REQUIREMENTS
Render the lines from the one containing "Round one — Name the bounding box that frames the distant" through the one containing "15, 373, 101, 405" as a JSON list of strings, one string per line and no blank lines.

DATASET ROWS
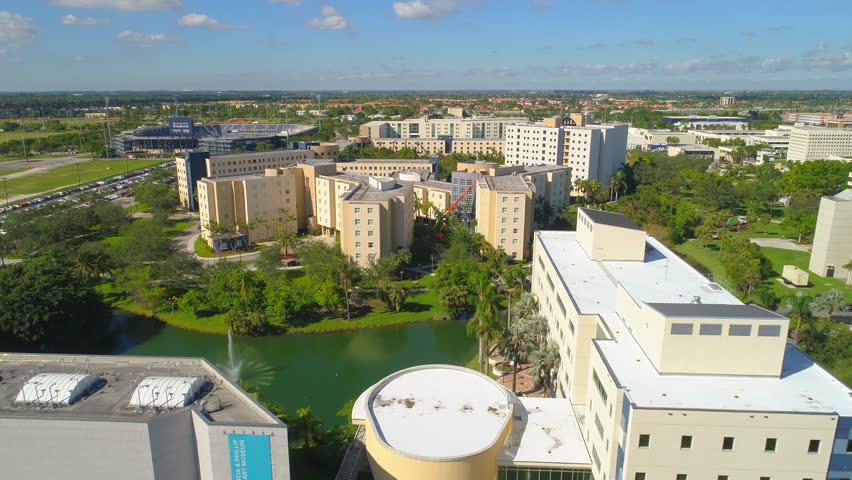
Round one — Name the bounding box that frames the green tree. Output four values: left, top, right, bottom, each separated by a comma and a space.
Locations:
291, 407, 322, 448
0, 259, 109, 348
813, 288, 846, 320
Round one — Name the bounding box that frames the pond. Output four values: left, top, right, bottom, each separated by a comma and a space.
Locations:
102, 312, 476, 425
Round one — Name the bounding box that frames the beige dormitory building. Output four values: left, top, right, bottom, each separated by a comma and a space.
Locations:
808, 173, 852, 284
352, 209, 852, 480
476, 175, 535, 259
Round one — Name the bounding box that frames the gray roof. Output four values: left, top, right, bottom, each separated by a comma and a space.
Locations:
646, 303, 787, 320
482, 175, 531, 192
580, 208, 642, 230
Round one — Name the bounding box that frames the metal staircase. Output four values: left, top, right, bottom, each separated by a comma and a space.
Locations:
334, 425, 366, 480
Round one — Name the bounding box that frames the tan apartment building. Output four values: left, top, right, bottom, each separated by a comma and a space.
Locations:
371, 138, 447, 155
808, 174, 852, 284
198, 167, 306, 251
336, 157, 438, 177
412, 180, 453, 220
175, 150, 314, 208
476, 176, 535, 260
447, 138, 506, 155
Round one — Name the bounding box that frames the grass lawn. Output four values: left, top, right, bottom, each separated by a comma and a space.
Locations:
7, 159, 163, 196
674, 240, 852, 301
195, 237, 266, 263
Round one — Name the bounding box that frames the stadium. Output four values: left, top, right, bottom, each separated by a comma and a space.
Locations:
111, 117, 317, 155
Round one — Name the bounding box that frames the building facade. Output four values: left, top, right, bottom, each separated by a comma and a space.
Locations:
476, 176, 535, 260
787, 127, 852, 162
808, 174, 852, 284
532, 209, 852, 480
0, 353, 290, 480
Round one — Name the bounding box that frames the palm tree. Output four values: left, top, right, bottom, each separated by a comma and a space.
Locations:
293, 407, 322, 448
814, 288, 846, 320
790, 293, 814, 343
503, 327, 528, 393
529, 343, 561, 396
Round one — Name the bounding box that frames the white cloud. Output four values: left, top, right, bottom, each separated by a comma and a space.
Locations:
393, 0, 458, 18
59, 13, 109, 27
115, 30, 173, 47
0, 10, 37, 55
307, 5, 349, 30
178, 13, 248, 30
760, 58, 791, 73
50, 0, 183, 12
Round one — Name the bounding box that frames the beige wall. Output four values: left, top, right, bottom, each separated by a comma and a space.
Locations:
365, 417, 512, 480
624, 409, 837, 480
476, 179, 533, 260
808, 193, 852, 283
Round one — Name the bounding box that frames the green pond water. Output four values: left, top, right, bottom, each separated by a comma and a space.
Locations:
109, 313, 476, 425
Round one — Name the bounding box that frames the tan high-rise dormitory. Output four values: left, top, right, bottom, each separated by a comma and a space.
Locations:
808, 173, 852, 284
476, 176, 535, 260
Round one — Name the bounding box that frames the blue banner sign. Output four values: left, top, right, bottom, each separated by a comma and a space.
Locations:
228, 433, 272, 480
169, 117, 193, 136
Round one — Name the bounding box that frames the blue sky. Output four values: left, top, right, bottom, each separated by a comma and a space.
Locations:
0, 0, 852, 91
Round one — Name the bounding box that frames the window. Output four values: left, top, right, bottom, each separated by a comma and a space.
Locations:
757, 325, 781, 337
728, 325, 751, 337
763, 438, 778, 452
672, 323, 692, 335
808, 440, 820, 453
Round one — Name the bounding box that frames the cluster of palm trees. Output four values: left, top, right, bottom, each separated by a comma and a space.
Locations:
467, 258, 559, 394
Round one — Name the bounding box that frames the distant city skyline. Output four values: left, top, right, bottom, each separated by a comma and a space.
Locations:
0, 0, 852, 92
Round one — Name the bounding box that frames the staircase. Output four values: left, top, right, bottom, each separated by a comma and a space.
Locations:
334, 425, 366, 480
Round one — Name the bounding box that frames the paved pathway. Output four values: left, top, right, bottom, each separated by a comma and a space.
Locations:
751, 238, 811, 252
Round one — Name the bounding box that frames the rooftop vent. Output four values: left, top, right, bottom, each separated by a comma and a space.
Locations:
128, 377, 204, 408
15, 373, 101, 405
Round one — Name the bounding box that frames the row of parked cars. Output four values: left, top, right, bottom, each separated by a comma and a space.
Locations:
0, 162, 175, 216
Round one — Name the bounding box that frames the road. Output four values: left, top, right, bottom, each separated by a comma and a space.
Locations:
0, 155, 91, 174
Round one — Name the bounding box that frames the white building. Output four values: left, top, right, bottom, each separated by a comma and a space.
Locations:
532, 209, 852, 480
787, 127, 852, 162
504, 117, 627, 194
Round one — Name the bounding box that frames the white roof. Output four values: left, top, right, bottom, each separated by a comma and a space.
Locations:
366, 365, 512, 460
128, 377, 204, 408
15, 373, 100, 405
497, 397, 591, 467
538, 231, 852, 416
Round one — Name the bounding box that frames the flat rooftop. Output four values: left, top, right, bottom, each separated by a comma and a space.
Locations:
365, 365, 512, 459
537, 231, 852, 416
0, 353, 278, 424
497, 397, 592, 467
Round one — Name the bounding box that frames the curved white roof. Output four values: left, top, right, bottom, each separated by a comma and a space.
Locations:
366, 365, 514, 461
129, 377, 204, 408
15, 373, 100, 405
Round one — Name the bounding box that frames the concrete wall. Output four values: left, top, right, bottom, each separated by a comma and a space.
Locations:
808, 193, 852, 283
623, 408, 837, 480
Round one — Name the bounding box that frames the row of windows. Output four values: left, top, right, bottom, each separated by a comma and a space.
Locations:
671, 323, 781, 337
639, 433, 824, 453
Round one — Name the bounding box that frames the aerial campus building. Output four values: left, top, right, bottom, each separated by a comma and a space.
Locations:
110, 117, 317, 155
0, 353, 290, 480
808, 173, 852, 284
352, 209, 852, 480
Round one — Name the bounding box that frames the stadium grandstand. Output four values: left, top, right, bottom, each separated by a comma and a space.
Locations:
111, 117, 317, 155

TASK ANSWER
[
  "Round one — Name the bounding box that frames the distant city skyline. Output four values: left, top, right, bottom, each separated by a comma and a space.",
  "Locations:",
  "0, 0, 852, 92",
  "Round one — Name the bounding box that frames the staircase. Output four values: left, top, right, bottom, each separated by a comma and a space.",
  "Locations:",
  "334, 425, 366, 480",
  "Round one — Name the bounding box that frames the paved pathway. Output four values: left, top, right, bottom, each separated by a comma and a space.",
  "Locations:",
  "751, 238, 811, 252",
  "Round one — Name the bounding box that frames the rooftop vent. Output four values: left, top, right, bottom, each separated by a comma and a space.",
  "Locations:",
  "128, 377, 204, 408",
  "15, 373, 101, 405"
]